Insomniac Games’ Spider-Man nailed what other games associated with the web-slinger couldn’t. By distilling equal amounts of charm, adventure, action, and to some extent, early adulthood drama, the game became one of the best titles on the PS4 platform. Spider-Man easily fulfilled players’ fantasy of swinging around the metropolis, all while fighting criminals and saving the day. 

 

Now, a new web-slinger has risen to take up the mantle and save Harlem. Question is, would he live up to everyone’s expectations?

 

Into the Miles-Verse

Spider-Man: Miles Morales directly follows the events of its 2018 predecessor and the DLCs that came after the main game. Thanks to a quick recap, it was established that Miles had been training under Peter Parker’s tutelage to help him put his newfound spider powers to great use. After Pete departs to join Mary Jane on a news assignment abroad, it is up to Miles to unravel the mystery behind an impending war between energy conglomerate Roxxon Corporation and a high-tech criminal resistance army called the Underground.

##############################

* _GIVEN TASK 1_: Count the lines in the entries below that contain the string "outlet", treating case as significant. Give only the number.

##############################

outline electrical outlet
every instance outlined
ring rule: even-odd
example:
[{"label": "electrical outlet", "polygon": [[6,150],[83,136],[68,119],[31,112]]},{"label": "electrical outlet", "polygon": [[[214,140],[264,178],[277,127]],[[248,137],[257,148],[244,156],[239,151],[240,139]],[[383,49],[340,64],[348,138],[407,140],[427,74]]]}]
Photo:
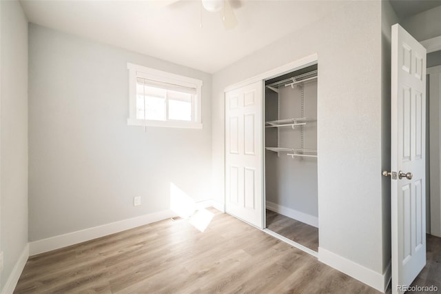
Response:
[{"label": "electrical outlet", "polygon": [[139,196],[134,197],[133,197],[133,206],[138,206],[139,205],[141,205],[141,197],[139,197]]}]

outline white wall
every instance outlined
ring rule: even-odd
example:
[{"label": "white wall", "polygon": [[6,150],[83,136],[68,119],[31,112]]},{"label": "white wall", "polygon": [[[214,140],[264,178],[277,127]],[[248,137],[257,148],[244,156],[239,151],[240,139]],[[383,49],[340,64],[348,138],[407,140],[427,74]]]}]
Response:
[{"label": "white wall", "polygon": [[[171,185],[212,198],[210,75],[34,24],[29,43],[30,241],[168,210]],[[203,129],[128,126],[127,62],[202,79]]]},{"label": "white wall", "polygon": [[389,206],[381,176],[387,159],[382,157],[381,11],[380,1],[351,1],[216,72],[212,106],[214,190],[223,201],[224,88],[318,54],[320,247],[377,276],[390,258],[383,245],[390,240],[384,239]]},{"label": "white wall", "polygon": [[400,20],[400,24],[418,41],[441,36],[441,6]]},{"label": "white wall", "polygon": [[28,244],[28,20],[18,1],[0,6],[1,291]]}]

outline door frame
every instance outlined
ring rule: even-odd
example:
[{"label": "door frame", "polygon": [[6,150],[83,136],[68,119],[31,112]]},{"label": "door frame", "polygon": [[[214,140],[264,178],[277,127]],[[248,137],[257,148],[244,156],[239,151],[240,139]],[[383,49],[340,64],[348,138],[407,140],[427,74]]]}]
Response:
[{"label": "door frame", "polygon": [[[427,68],[426,74],[429,75],[430,81],[433,79],[433,75],[435,73],[439,73],[438,75],[438,92],[437,95],[438,100],[435,101],[433,98],[435,97],[433,95],[435,90],[433,88],[432,83],[429,82],[429,104],[430,106],[429,112],[433,112],[433,115],[435,115],[435,117],[433,117],[429,115],[429,121],[433,121],[438,124],[438,131],[441,130],[441,65],[437,66],[433,66]],[[436,77],[433,77],[436,79]],[[435,107],[436,106],[436,107]],[[434,120],[434,121],[433,121]],[[430,125],[431,124],[429,124]],[[431,124],[432,126],[434,124]],[[437,130],[431,130],[431,126],[429,126],[429,140],[431,144],[429,144],[429,156],[431,158],[436,159],[436,164],[435,166],[430,165],[430,192],[429,197],[426,197],[427,201],[429,202],[430,208],[430,230],[426,230],[429,234],[441,237],[441,199],[440,195],[440,191],[441,190],[441,186],[440,184],[440,179],[441,176],[441,149],[440,148],[440,143],[441,142],[441,136],[438,134],[438,144],[433,144],[433,136],[431,136],[430,134],[434,134]],[[431,140],[430,139],[431,138]],[[436,186],[435,186],[436,185]],[[431,193],[433,192],[433,193]],[[426,205],[427,208],[427,205]],[[427,212],[426,213],[427,213]]]},{"label": "door frame", "polygon": [[[431,38],[431,39],[427,39],[426,40],[423,40],[421,41],[420,42],[421,43],[421,45],[422,45],[423,46],[424,46],[426,48],[426,50],[427,50],[427,53],[431,53],[435,51],[441,51],[441,36],[438,36],[438,37],[435,37],[433,38]],[[429,72],[427,72],[427,75],[428,75]],[[430,88],[430,86],[429,86],[429,92],[431,91],[431,88]],[[441,99],[441,97],[440,97]],[[429,104],[431,104],[431,101],[432,101],[431,99],[431,95],[429,95]],[[433,101],[432,101],[433,103]],[[438,119],[440,120],[440,121],[441,121],[441,101],[439,102],[440,105],[439,105],[439,110],[438,110]],[[429,128],[429,139],[430,139],[430,124],[429,126],[427,126],[427,127]],[[440,127],[441,129],[441,122],[440,123]],[[440,140],[441,141],[441,137],[440,137]],[[429,150],[429,157],[431,155],[431,152],[430,152]],[[438,161],[438,164],[439,166],[441,168],[441,154],[438,154],[438,157],[440,158],[440,160]],[[441,171],[440,171],[440,174],[441,175]],[[431,174],[429,174],[429,179],[431,177]],[[435,182],[437,182],[440,181],[440,179],[435,179]],[[430,183],[432,183],[432,179],[430,179]],[[441,188],[441,187],[440,187]],[[435,197],[438,197],[438,199],[435,199]],[[434,219],[433,215],[432,215],[431,212],[433,211],[433,208],[432,208],[432,204],[433,203],[440,203],[441,202],[441,195],[433,195],[433,193],[430,193],[429,194],[429,199],[427,199],[427,200],[429,200],[429,206],[430,206],[430,210],[431,210],[431,219],[430,219],[430,224],[431,224],[431,230],[430,232],[427,232],[429,233],[430,233],[431,235],[433,235],[432,233],[432,223],[437,222],[438,223],[438,225],[440,225],[440,223],[441,223],[441,208],[438,208],[438,215],[437,215],[437,218],[436,219]],[[438,233],[438,232],[435,232]],[[440,237],[439,235],[433,235],[435,236],[438,236]]]},{"label": "door frame", "polygon": [[[240,82],[232,84],[231,86],[228,86],[227,87],[225,87],[224,88],[224,95],[223,95],[223,117],[224,119],[226,117],[227,115],[227,108],[226,108],[226,102],[227,102],[227,99],[226,99],[226,93],[227,92],[229,92],[231,90],[236,90],[238,88],[242,88],[244,87],[245,86],[249,85],[251,84],[254,84],[260,81],[263,81],[264,83],[263,83],[263,87],[264,88],[263,89],[263,95],[262,95],[262,99],[265,99],[265,81],[267,80],[267,79],[270,79],[271,78],[274,77],[278,77],[280,75],[288,73],[288,72],[291,72],[294,70],[299,70],[309,66],[312,66],[314,64],[317,64],[318,63],[318,55],[317,53],[314,53],[312,54],[311,55],[305,57],[303,58],[301,58],[300,59],[297,59],[295,60],[294,61],[289,62],[284,66],[280,66],[278,68],[274,68],[271,70],[265,72],[263,73],[257,75],[252,78],[245,79],[244,81],[242,81]],[[265,117],[265,101],[262,101],[262,110],[261,110],[261,113],[260,115],[263,116],[263,117]],[[265,119],[263,119],[263,121],[265,121]],[[224,122],[224,128],[225,128],[225,122]],[[261,132],[262,132],[262,140],[263,142],[265,142],[265,128],[262,127],[261,128]],[[318,133],[317,134],[317,135],[318,136]],[[223,141],[224,141],[224,153],[223,153],[223,155],[224,155],[224,162],[223,162],[223,166],[224,166],[224,170],[223,170],[223,188],[224,188],[224,192],[225,192],[227,190],[227,169],[225,168],[226,166],[226,152],[227,152],[227,146],[226,146],[226,136],[227,136],[227,132],[226,130],[224,130],[224,136],[223,136]],[[289,245],[294,246],[304,252],[306,252],[307,253],[309,253],[316,257],[318,257],[318,253],[311,249],[309,249],[307,247],[304,246],[303,245],[301,245],[298,243],[296,243],[292,240],[290,240],[289,239],[285,238],[283,236],[281,236],[276,233],[274,233],[268,229],[266,228],[267,226],[267,224],[266,224],[266,213],[265,213],[265,210],[266,210],[266,195],[265,195],[265,153],[263,151],[264,149],[264,146],[260,146],[260,148],[263,149],[263,152],[262,152],[262,158],[261,158],[261,168],[262,168],[262,174],[260,175],[261,177],[261,180],[262,180],[262,186],[261,186],[261,189],[262,189],[262,213],[261,213],[261,217],[262,217],[262,224],[263,226],[263,228],[258,228],[260,230],[264,231],[265,233],[271,235],[273,237],[275,237],[278,239],[279,239],[281,241],[285,242],[285,243],[288,243]],[[317,158],[317,168],[319,168],[319,165],[318,165],[318,158]],[[225,205],[226,205],[226,202],[227,202],[227,194],[226,193],[224,193],[224,212],[225,212]],[[318,193],[318,198],[319,198],[319,203],[320,203],[320,193]],[[320,217],[320,216],[319,216]],[[320,228],[319,228],[320,230]],[[320,242],[320,241],[319,241]]]}]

##############################

* _GIVEN TASK 2_: Switch "metropolis" to "city" in the review, and write out the passage from "Insomniac Games’ Spider-Man" up to and including "saving the day.".

* _FULL SOLUTION 1_: 3

* _FULL SOLUTION 2_:
Insomniac Games’ Spider-Man nailed what other games associated with the web-slinger couldn’t. By distilling equal amounts of charm, adventure, action, and to some extent, early adulthood drama, the game became one of the best titles on the PS4 platform. Spider-Man easily fulfilled players’ fantasy of swinging around the city, all while fighting criminals and saving the day.